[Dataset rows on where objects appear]
--
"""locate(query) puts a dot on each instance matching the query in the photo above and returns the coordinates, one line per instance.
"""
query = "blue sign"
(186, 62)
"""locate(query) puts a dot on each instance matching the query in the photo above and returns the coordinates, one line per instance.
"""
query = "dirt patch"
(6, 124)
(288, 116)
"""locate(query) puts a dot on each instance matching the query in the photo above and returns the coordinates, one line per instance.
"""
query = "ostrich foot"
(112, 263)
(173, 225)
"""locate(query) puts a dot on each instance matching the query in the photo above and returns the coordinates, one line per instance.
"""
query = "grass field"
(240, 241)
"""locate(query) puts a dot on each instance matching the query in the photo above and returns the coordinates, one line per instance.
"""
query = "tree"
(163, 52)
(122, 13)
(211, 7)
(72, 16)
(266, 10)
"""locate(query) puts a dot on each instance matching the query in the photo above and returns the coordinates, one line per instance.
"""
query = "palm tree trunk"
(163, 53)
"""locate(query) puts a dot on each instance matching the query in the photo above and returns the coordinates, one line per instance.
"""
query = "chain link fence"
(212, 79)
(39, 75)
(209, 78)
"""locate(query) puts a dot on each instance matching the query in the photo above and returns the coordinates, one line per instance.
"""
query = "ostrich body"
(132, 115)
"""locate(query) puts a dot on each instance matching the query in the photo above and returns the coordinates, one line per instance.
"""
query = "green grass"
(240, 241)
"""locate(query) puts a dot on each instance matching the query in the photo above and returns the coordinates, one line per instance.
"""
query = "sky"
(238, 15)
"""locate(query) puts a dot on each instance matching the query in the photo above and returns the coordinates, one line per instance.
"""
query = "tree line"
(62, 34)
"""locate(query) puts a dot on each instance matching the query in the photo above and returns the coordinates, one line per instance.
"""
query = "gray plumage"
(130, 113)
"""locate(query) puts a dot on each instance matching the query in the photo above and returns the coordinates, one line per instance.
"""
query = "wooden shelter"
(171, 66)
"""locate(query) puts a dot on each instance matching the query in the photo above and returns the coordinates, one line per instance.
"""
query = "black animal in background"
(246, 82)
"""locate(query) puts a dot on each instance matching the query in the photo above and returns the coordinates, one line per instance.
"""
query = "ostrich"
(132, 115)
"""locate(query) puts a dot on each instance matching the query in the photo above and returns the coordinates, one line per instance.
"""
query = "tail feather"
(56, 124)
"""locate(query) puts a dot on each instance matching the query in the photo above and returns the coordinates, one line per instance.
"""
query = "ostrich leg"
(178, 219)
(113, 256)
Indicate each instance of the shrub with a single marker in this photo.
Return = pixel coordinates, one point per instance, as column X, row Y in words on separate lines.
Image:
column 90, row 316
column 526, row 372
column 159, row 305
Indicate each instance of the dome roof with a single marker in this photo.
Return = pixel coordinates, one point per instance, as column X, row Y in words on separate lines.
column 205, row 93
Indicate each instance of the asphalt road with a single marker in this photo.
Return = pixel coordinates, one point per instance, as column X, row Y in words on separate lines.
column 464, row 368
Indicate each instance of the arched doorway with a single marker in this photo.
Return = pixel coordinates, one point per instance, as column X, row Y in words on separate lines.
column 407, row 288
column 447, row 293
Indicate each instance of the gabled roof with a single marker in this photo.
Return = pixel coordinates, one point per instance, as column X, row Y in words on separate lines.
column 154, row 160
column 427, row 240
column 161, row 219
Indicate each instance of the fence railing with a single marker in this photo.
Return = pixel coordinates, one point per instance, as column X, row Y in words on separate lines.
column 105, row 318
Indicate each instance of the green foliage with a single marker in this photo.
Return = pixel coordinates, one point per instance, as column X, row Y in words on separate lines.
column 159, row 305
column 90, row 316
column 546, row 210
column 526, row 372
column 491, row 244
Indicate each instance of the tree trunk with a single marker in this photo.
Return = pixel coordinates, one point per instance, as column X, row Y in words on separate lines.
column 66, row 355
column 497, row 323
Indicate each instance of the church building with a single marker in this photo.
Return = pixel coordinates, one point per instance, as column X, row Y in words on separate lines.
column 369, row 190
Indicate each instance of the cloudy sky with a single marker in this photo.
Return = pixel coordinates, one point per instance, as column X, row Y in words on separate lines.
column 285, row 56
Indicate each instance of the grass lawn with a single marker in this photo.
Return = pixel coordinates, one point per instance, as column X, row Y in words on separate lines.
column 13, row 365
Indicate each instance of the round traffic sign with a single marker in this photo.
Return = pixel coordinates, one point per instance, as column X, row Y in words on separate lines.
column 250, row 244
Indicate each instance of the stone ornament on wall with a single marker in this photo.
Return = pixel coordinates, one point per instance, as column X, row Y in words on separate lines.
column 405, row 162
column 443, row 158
--
### What is needed
Reproduce the material verbatim, line by line.

### Solution to the problem
"""locate(query) puts a dot on each instance matching the query in the photo above and returns the coordinates, one line per instance.
"""
query = "blue sign"
(186, 62)
"""locate(query) puts a dot on each instance matching the query in the photo above and returns the coordinates, one line per instance.
"""
query = "dirt patch"
(6, 124)
(288, 116)
"""locate(query) puts a dot on each instance matching the query in the photo above and returns the coordinates, one line per instance.
"""
query = "ostrich foot"
(112, 263)
(173, 225)
"""locate(query) puts a dot on each instance matching the query in the photo above and returns the coordinates, one line per instance.
"""
query = "grass field"
(240, 241)
"""locate(query) puts a dot on each instance matching the query in the photo above and returns the coordinates, one line per instance.
"""
query = "tree"
(163, 52)
(122, 13)
(211, 7)
(72, 16)
(266, 10)
"""locate(query) puts a dot on each instance matching the query in the photo above and returns the coordinates, one line per instance.
"""
query = "palm tree trunk"
(163, 53)
"""locate(query) puts a dot on each instance matching the query in the photo above and returns the coordinates, one line per instance.
"""
query = "chain link fence"
(212, 79)
(39, 75)
(209, 78)
"""locate(query) puts a dot on each instance matching the query in the photo above and returns the coordinates, one line per instance.
"""
query = "ostrich body"
(132, 115)
"""locate(query) puts a dot on each instance matching the query in the photo above and returns the coordinates, one line per instance.
"""
query = "green grass"
(240, 241)
"""locate(query) puts a dot on each instance matching the query in the photo above and returns the coordinates, one line per instance.
"""
query = "sky"
(238, 15)
"""locate(query) puts a dot on each instance matching the query in the photo above and returns the coordinates, one line per instance.
"""
query = "tree line"
(62, 34)
"""locate(query) puts a dot on each instance matching the query in the photo above and returns the coordinates, one line per instance.
"""
query = "gray plumage"
(130, 113)
"""locate(query) puts a dot on each instance matching the query in the photo above and returns the coordinates, one line per instance.
"""
query = "wooden shelter"
(171, 66)
"""locate(query) puts a dot on each instance matching the query in the photo above and returns the coordinates, one line per instance.
"""
query = "black animal in background"
(246, 82)
"""locate(query) puts a dot on each instance matching the query in the photo above and returns the coordinates, one line per instance.
"""
query = "ostrich"
(132, 115)
"""locate(query) puts a dot on each instance matching the query in the photo above and returns the coordinates, one line per instance.
"""
query = "tail feather"
(56, 124)
"""locate(query) puts a dot on each instance matching the query in the photo above and returns the coordinates, one line per instance.
"""
query = "ostrich leg"
(178, 219)
(113, 256)
Indicate each instance of the shrub with a single marker in this photo.
Return = pixel coordinates, one point per instance, as column X, row Y in words on separate lines.
Image:
column 90, row 316
column 526, row 372
column 159, row 305
Indicate each instance of the dome roof with a single marker in this photo.
Return = pixel coordinates, one point per instance, as column X, row Y in words on separate lines.
column 205, row 93
Indicate each instance of the asphalt road with a single marker in this photo.
Return = pixel coordinates, one point per instance, as column X, row Y in words on separate lines.
column 464, row 368
Indicate each instance of the arched doorway with a single marker in this photo.
Return = pixel coordinates, one point per instance, as column X, row Y in words on separate lines.
column 407, row 288
column 447, row 293
Indicate each instance of the gabled roof with a single marker in this photo.
Return = pixel coordinates, one point per instance, as column X, row Y in words on separate lines.
column 154, row 160
column 427, row 240
column 161, row 219
Indicate each instance of the fence railing with a single marker in this photo.
Return = pixel coordinates, one point per instance, as column X, row Y in words on separate lines.
column 105, row 318
Indicate each instance of the green foliage with a single marker in this photo.
Return = pixel coordinates, one point per instance, as column X, row Y in words on separate lines.
column 159, row 305
column 90, row 316
column 546, row 210
column 526, row 372
column 491, row 244
Indicate each instance of the tree trunk with a single marker in this photo.
Return = pixel coordinates, one point per instance, as column X, row Y in words on separate lines.
column 66, row 355
column 497, row 323
Indicate each instance of the church building with a single marker in this photo.
Return = pixel coordinates, one point per instance, as column X, row Y in words on separate lines.
column 369, row 190
Indicate each instance of the cloudy sky with a single marker in this photo.
Return = pixel coordinates, one point per instance, as column X, row Y in words on separate lines.
column 285, row 56
Indicate each instance of the grass lawn with a single marker in this photo.
Return = pixel coordinates, one point per instance, as column X, row Y in words on separate lines.
column 13, row 365
Indicate each instance of the round traffic sign with a single marker in this photo.
Return = pixel coordinates, one point per instance, as column X, row Y in words on separate lines.
column 250, row 244
Indicate each instance of the stone ornament on wall with a single marker in this photo.
Return = pixel coordinates, one point per instance, as column X, row Y in words on separate lines.
column 405, row 162
column 443, row 158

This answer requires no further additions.